━━━ EXTRACTED TEXT

Over the last few years, India has established many climate goals — and has been on-track to achieve them. At the beginning of 2021, India announced it would attain its goal to reach 40 percent electric power capacity by the end of 2022, a few years earlier than expected. The country is also on its way to reduce emissions by upwards of 33 percent, and create upwards of 2.5 billion tons of carbon sinks. But India's smog problem, which is caused by air pollution, is an environmental travesty.
Residents in cities nationwide are being advised to stay inside, to avoid breathing in polluted air. People are also being asked to refrain from driving, to lower car pollution levels.
"Meteorological conditions will be highly unfavorable for dispersion of pollutants till Nov. 18, 2021 in view of low winds with calm conditions during the night," read an announcement from the federal pollution control board, as per Reuters. Hopefully, the smog will die down soon — but what's causing it?
Why is the smog so bad in India right now?
In major Indian cities like New Delhi, the sky is filled with grey hazy smog, and people on the streets can be seen struggling to breathe, according to ABC News. Since Sunday, Nov. 14, the air quality index has been classified as "very poor" citywide, and deadly particulate matter has been measured at six times as much as it should be. This is unfortunately relatively normal for this time of year, because crop residues are burned in the wintertime to prepare for the next growing season.

━━━━━━
━━━ INFORMATION

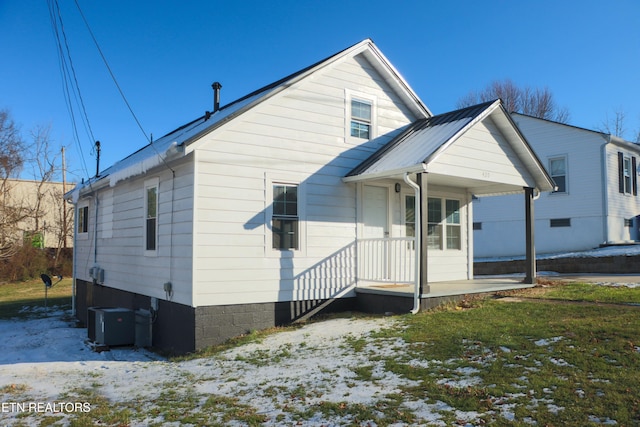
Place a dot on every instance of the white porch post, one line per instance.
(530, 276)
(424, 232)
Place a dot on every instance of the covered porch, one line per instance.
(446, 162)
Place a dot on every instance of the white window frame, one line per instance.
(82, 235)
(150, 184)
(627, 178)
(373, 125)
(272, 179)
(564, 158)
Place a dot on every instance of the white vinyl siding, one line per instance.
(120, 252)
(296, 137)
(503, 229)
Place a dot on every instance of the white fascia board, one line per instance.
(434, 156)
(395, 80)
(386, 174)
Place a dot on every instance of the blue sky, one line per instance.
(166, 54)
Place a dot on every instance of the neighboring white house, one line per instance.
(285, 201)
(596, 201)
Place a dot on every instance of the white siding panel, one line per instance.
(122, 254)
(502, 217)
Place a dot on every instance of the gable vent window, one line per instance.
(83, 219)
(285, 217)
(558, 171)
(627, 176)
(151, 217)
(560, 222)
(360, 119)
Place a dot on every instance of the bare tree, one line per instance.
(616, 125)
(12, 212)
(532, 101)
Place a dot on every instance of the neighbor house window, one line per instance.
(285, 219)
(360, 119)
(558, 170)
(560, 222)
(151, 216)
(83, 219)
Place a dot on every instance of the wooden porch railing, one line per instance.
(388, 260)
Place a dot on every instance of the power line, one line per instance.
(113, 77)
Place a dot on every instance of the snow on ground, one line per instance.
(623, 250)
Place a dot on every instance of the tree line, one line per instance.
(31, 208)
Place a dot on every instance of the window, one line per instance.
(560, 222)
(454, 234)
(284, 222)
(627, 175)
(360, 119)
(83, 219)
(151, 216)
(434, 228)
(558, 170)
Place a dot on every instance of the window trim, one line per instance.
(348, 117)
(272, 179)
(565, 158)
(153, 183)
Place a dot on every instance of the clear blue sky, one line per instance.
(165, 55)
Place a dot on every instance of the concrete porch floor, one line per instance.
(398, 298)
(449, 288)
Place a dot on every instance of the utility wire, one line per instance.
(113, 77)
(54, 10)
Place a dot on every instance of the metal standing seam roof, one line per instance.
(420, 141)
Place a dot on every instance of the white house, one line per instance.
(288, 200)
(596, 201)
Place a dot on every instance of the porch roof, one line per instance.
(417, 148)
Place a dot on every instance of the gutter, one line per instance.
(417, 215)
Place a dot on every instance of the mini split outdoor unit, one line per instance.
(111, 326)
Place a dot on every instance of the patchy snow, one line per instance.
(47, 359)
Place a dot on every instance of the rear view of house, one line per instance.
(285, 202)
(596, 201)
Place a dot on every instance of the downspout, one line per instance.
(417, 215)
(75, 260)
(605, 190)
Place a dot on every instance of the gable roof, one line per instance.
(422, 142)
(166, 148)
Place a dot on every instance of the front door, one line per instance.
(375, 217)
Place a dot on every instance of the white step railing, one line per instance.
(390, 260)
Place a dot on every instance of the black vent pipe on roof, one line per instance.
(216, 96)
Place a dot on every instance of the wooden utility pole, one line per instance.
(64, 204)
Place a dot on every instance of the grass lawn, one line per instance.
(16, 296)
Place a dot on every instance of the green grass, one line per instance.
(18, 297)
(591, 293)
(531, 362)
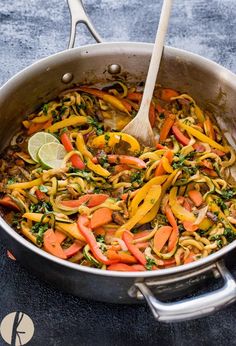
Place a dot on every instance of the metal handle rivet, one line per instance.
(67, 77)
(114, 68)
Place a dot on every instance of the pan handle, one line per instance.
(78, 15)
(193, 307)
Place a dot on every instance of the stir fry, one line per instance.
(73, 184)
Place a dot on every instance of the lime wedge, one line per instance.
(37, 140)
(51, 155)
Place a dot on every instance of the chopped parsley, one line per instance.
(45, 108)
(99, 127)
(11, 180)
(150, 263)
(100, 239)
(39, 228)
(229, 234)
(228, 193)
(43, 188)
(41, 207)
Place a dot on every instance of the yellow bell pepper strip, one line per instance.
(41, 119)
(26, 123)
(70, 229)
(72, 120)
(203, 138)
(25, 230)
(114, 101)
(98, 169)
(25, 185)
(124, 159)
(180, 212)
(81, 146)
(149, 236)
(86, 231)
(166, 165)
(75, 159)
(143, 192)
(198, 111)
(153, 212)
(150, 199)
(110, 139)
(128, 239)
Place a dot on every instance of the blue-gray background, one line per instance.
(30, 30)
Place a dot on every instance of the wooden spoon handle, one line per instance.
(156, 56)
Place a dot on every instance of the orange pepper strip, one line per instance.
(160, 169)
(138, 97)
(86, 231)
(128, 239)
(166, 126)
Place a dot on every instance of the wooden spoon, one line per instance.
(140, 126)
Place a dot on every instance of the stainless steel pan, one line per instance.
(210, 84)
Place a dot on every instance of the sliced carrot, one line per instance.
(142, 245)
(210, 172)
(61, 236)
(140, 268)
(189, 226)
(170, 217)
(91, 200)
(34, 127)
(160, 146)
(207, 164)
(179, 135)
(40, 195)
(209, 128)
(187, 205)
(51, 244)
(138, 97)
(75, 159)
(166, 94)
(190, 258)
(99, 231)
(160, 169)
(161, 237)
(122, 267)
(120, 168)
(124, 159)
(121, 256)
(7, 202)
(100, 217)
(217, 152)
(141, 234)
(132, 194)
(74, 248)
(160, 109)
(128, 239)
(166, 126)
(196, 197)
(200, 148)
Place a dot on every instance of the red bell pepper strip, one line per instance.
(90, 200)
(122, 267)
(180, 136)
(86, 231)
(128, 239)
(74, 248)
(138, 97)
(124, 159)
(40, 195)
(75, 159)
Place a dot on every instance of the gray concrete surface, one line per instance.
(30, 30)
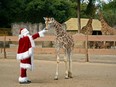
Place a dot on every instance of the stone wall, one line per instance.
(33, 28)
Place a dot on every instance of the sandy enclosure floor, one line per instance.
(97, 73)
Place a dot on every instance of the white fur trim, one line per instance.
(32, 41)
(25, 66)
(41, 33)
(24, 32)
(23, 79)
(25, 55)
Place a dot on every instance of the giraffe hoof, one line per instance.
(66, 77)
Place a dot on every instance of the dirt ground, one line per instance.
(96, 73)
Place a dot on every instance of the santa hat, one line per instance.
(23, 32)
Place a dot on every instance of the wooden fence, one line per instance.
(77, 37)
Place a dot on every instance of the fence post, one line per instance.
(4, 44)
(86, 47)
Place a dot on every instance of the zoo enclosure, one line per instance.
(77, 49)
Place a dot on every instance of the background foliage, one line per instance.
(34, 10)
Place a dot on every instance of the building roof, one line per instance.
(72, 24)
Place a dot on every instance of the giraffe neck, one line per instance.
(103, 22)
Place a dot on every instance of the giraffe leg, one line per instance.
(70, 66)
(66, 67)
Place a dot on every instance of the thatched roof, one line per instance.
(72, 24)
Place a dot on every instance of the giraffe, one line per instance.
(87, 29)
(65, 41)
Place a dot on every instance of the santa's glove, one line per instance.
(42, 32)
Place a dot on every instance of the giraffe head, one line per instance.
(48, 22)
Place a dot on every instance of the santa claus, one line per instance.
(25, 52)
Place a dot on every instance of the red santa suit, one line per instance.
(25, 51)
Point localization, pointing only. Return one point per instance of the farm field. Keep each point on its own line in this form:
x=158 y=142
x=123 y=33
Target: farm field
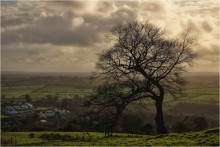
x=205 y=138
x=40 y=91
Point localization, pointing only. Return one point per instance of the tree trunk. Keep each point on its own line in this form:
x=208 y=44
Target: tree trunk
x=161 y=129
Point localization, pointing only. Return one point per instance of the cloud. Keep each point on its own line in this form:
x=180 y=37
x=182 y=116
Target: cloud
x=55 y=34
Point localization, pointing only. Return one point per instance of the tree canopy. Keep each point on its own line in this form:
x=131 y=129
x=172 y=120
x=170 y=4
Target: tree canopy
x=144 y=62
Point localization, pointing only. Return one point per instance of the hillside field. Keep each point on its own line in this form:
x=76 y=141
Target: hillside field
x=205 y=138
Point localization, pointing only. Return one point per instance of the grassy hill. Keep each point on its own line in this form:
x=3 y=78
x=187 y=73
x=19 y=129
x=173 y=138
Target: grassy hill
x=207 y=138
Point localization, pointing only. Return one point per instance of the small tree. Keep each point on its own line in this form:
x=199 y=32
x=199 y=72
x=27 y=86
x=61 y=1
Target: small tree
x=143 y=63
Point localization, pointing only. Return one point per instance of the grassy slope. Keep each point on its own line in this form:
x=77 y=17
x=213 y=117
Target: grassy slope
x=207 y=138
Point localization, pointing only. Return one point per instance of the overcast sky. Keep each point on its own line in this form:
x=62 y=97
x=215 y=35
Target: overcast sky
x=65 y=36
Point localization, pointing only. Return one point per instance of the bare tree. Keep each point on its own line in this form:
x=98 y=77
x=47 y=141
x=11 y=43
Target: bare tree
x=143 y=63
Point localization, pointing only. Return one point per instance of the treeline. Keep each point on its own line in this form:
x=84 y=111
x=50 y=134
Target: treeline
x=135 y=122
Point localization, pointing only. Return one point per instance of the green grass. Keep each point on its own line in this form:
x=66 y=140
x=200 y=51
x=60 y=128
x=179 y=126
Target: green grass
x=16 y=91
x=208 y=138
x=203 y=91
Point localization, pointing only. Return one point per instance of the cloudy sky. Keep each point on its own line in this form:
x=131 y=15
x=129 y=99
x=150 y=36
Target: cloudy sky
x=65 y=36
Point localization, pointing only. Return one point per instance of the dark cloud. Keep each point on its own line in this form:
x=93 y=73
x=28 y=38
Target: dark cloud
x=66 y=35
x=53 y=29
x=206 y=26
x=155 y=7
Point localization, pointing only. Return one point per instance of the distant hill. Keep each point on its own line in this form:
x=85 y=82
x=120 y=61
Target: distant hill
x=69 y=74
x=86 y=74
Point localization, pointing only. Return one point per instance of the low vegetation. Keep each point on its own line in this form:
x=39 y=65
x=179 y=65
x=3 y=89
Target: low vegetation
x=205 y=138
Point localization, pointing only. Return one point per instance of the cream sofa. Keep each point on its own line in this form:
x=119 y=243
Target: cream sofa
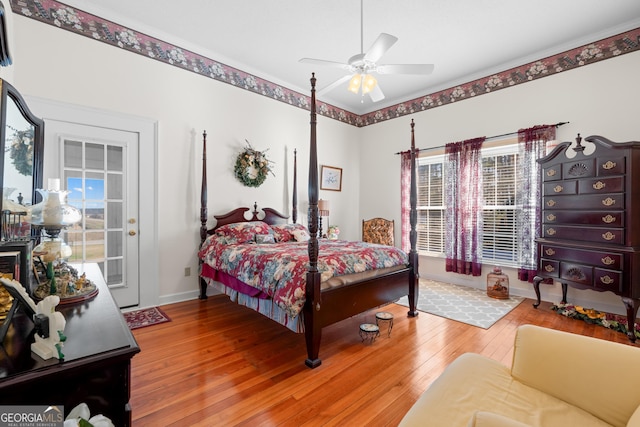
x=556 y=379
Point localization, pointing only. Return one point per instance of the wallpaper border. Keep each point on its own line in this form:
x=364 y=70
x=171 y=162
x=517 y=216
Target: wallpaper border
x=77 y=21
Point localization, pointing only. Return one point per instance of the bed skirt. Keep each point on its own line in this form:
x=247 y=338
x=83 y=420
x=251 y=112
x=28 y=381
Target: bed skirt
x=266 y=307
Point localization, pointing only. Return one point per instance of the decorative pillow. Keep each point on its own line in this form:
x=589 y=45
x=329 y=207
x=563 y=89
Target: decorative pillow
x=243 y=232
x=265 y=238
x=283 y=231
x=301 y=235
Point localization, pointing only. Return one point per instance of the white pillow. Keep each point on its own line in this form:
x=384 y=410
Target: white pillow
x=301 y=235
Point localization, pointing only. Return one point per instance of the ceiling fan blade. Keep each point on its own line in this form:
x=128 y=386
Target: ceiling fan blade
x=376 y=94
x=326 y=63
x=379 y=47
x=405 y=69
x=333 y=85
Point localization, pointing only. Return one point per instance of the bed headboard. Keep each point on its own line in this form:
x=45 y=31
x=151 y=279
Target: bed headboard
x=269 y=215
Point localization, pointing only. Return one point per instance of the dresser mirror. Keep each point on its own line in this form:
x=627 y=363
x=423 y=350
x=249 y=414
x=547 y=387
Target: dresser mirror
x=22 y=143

━━━━━━
━━━ INFORMATION

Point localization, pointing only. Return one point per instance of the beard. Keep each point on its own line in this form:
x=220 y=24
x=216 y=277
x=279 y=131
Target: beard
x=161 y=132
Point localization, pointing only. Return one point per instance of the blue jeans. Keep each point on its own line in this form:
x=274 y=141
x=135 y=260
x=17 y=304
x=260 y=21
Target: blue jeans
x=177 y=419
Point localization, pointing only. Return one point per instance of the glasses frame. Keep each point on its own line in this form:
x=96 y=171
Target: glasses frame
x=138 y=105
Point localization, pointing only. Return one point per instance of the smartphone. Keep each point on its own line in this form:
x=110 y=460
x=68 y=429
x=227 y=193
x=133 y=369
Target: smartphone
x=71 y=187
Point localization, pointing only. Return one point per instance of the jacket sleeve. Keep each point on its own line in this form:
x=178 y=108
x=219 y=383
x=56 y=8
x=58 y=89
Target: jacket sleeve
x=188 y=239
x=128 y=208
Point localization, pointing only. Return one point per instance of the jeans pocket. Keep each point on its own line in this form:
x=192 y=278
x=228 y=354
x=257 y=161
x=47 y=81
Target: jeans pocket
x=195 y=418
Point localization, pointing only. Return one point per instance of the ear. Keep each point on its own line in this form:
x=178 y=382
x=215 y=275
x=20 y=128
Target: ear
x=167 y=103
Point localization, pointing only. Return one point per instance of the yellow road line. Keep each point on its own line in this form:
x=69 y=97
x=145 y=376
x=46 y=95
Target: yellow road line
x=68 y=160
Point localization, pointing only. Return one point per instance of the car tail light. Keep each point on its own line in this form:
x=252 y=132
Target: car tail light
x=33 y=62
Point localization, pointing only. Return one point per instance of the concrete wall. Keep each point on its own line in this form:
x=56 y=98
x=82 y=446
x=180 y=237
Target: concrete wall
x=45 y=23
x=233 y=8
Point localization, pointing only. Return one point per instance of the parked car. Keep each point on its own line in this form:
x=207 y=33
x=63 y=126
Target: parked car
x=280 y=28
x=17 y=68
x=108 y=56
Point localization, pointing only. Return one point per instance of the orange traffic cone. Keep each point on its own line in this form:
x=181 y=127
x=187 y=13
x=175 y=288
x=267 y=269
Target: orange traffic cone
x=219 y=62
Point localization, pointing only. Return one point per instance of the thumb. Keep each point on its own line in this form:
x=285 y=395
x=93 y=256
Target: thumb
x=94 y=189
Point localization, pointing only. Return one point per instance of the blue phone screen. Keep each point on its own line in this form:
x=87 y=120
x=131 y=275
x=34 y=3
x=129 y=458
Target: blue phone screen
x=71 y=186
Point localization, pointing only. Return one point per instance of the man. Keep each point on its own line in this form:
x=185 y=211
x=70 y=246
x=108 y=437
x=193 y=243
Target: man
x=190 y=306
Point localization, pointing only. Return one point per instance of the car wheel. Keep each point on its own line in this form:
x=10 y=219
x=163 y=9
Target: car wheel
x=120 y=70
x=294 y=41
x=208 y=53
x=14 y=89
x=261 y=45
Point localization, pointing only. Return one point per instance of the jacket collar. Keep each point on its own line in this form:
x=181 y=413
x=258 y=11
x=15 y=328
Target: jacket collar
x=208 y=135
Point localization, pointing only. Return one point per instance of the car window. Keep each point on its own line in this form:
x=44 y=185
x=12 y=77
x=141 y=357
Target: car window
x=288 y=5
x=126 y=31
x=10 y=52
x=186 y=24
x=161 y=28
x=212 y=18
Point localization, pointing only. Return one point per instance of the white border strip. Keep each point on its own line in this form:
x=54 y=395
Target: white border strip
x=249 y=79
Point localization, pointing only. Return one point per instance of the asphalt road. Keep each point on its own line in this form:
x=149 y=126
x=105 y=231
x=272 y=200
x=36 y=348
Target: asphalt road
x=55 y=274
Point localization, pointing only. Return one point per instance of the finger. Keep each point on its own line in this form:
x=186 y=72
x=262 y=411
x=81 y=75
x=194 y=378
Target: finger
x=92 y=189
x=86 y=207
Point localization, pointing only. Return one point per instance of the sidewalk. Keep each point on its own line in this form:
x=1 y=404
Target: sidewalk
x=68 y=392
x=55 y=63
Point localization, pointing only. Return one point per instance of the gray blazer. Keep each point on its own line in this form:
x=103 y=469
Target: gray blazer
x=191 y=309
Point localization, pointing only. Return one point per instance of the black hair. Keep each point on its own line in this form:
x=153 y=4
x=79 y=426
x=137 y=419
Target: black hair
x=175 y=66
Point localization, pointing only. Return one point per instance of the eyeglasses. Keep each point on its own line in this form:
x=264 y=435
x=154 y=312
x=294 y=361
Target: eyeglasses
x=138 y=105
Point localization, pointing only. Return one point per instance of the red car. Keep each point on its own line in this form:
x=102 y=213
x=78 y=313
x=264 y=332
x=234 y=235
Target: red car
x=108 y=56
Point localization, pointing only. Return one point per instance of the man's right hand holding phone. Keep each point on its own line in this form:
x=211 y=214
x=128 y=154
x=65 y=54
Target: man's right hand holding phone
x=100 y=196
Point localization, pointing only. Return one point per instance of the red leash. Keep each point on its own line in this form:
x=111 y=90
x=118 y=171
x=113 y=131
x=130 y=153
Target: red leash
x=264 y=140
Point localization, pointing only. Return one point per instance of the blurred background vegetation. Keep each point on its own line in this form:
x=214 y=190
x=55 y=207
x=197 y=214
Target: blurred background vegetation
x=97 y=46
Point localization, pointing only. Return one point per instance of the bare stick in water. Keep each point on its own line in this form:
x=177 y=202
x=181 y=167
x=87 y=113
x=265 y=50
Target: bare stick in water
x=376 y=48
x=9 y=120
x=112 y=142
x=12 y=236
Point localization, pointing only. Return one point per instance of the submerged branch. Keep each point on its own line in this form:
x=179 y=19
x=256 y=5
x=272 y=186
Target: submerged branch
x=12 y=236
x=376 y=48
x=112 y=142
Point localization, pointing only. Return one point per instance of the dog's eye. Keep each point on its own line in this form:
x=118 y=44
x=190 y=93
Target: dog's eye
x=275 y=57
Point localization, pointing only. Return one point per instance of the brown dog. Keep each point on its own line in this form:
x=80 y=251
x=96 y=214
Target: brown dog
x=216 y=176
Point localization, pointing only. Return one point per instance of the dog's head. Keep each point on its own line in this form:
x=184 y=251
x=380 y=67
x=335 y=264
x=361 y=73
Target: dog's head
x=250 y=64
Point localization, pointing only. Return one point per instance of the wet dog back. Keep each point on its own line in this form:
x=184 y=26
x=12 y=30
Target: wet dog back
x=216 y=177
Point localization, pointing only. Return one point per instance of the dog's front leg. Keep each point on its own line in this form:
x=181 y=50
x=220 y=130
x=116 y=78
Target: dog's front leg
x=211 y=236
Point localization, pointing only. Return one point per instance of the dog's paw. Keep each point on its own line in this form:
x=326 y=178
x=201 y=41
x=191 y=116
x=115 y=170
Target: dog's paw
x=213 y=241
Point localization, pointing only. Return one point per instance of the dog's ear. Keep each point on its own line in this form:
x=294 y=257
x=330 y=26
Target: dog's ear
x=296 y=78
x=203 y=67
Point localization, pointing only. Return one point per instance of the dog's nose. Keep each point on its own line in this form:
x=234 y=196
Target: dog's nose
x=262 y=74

━━━━━━
━━━ INFORMATION

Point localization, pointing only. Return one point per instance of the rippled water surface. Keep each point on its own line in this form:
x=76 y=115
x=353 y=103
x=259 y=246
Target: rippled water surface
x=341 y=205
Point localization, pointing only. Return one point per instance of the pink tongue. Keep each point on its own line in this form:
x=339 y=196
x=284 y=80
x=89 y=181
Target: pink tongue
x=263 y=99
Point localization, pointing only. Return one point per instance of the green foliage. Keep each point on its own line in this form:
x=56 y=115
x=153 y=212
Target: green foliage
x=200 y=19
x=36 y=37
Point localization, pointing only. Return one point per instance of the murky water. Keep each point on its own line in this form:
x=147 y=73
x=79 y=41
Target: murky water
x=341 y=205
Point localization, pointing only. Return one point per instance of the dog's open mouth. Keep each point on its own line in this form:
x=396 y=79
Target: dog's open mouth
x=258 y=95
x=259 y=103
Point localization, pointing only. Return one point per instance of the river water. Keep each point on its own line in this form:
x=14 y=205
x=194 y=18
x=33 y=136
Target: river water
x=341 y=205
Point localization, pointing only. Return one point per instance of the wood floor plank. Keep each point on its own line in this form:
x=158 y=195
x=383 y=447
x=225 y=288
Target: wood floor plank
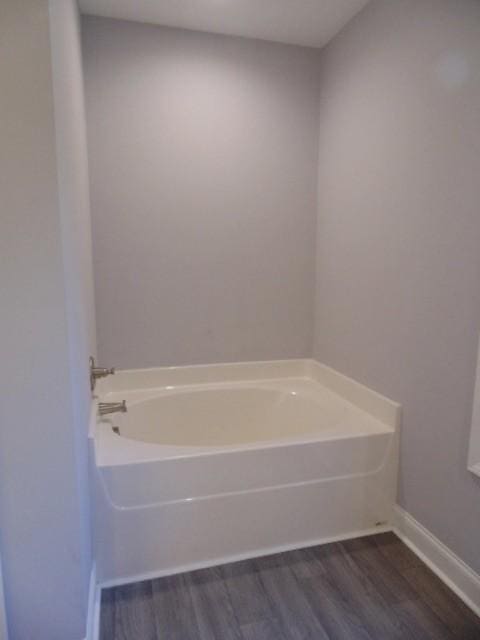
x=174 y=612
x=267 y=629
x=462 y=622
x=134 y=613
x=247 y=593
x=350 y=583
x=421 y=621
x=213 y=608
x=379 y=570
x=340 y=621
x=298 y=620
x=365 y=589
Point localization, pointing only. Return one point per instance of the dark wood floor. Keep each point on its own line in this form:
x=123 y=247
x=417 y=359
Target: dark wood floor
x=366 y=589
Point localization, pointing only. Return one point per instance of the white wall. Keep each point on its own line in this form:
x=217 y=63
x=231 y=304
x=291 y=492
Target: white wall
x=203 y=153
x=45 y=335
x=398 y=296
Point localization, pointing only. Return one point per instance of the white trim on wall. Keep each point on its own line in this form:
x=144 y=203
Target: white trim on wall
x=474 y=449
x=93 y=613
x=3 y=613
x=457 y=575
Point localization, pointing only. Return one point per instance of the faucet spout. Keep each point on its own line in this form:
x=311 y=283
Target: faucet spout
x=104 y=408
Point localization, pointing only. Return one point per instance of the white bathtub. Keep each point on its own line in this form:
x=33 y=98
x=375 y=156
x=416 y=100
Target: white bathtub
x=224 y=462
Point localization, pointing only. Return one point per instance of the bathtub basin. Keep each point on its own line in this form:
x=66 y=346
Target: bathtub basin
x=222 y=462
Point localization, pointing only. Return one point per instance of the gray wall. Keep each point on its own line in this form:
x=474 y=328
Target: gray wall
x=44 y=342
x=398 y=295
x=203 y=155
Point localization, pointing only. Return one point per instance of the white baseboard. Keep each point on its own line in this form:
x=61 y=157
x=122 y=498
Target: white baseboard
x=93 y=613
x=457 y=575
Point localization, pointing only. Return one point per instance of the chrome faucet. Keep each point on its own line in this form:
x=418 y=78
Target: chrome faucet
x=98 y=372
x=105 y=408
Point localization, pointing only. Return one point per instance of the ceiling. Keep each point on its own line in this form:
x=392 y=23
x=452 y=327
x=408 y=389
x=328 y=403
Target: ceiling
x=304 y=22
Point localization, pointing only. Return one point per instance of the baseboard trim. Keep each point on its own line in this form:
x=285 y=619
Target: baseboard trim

━━━━━━

→ **WHAT YOU NEED TO DO**:
1. Please translate this sentence from the India smog article into Spanish: "Residents in cities nationwide are being advised to stay inside, to avoid breathing in polluted air."
2. Answer these questions using the India smog article:
(a) By the end of which year did India say it would reach 40 percent electric power capacity?
(b) Until what date did the federal pollution control board expect conditions to be highly unfavorable for dispersing pollutants?
(c) Why are crop residues burned in the wintertime?

→ **SOLUTIONS PER TASK**:
1. Se aconseja a los residentes de ciudades de todo el país que permanezcan en casa para evitar respirar aire contaminado.

2.
(a) 2022
(b) Nov. 18, 2021
(c) To prepare for the next growing season